Source material:

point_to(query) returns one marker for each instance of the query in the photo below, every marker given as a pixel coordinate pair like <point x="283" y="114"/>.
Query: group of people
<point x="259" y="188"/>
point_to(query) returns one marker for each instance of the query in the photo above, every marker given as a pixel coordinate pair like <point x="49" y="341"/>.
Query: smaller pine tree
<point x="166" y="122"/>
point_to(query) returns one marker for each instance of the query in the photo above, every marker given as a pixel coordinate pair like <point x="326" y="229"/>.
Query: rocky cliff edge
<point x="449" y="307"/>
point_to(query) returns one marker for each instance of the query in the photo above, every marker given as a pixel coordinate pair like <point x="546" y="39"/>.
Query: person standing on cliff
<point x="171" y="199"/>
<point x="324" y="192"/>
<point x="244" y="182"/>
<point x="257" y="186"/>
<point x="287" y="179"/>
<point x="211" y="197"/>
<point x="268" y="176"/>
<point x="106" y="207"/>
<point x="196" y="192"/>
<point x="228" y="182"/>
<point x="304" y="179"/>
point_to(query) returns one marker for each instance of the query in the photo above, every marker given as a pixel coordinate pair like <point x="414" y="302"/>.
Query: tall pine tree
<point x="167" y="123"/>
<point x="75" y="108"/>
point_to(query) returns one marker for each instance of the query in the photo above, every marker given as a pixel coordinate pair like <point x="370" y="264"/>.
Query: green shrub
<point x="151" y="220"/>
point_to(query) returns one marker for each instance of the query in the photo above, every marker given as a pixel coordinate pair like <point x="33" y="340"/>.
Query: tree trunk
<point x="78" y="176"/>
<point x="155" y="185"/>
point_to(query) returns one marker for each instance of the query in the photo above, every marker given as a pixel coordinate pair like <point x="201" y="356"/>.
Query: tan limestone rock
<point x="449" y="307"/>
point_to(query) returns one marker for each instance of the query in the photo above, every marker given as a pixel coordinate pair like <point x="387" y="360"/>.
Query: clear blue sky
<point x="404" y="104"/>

--

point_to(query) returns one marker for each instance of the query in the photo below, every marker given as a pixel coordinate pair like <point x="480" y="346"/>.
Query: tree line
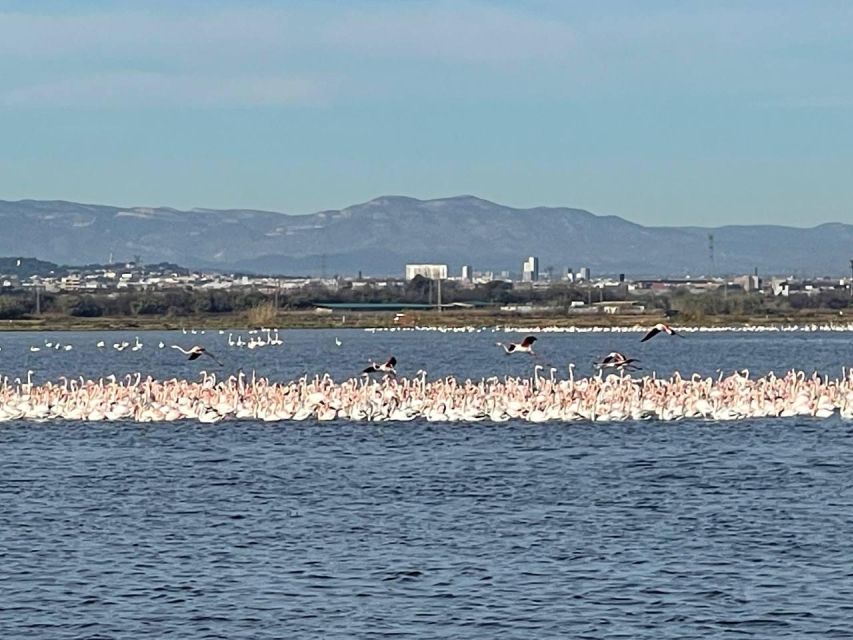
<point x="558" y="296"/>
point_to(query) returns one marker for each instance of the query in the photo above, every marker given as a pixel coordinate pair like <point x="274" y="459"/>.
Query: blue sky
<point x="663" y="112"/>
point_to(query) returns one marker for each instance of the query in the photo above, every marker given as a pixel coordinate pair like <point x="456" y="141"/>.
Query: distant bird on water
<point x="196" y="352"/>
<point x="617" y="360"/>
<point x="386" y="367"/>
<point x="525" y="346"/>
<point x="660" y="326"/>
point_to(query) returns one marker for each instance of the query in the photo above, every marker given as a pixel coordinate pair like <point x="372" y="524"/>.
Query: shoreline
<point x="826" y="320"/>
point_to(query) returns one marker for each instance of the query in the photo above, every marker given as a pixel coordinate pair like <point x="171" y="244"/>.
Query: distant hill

==

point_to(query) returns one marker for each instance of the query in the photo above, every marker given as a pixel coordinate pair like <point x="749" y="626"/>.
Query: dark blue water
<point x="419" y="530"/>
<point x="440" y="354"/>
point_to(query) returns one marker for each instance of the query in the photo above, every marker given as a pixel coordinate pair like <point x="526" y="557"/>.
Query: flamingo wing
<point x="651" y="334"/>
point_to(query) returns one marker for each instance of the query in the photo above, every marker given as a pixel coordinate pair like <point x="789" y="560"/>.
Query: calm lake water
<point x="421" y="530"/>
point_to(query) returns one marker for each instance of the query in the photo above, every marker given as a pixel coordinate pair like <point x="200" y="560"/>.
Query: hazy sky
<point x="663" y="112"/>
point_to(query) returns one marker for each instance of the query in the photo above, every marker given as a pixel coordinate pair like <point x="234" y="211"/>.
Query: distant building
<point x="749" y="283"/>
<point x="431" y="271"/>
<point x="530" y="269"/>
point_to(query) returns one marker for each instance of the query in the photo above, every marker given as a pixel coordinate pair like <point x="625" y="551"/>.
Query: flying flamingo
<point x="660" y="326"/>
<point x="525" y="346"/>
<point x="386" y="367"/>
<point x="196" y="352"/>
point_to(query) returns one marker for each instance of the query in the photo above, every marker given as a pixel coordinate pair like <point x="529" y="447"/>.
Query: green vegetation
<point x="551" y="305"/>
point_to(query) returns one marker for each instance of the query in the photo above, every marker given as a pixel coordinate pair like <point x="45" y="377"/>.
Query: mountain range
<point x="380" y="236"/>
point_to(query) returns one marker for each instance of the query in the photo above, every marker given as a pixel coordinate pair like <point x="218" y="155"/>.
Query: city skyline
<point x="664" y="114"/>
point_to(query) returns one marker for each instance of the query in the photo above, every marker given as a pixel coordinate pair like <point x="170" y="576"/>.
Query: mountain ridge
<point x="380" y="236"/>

Exercise details:
Which lines in the records above contain the word "pine"? Pick out each one and copy it in full.

Task result:
Query: smaller pine tree
Query: tall pine tree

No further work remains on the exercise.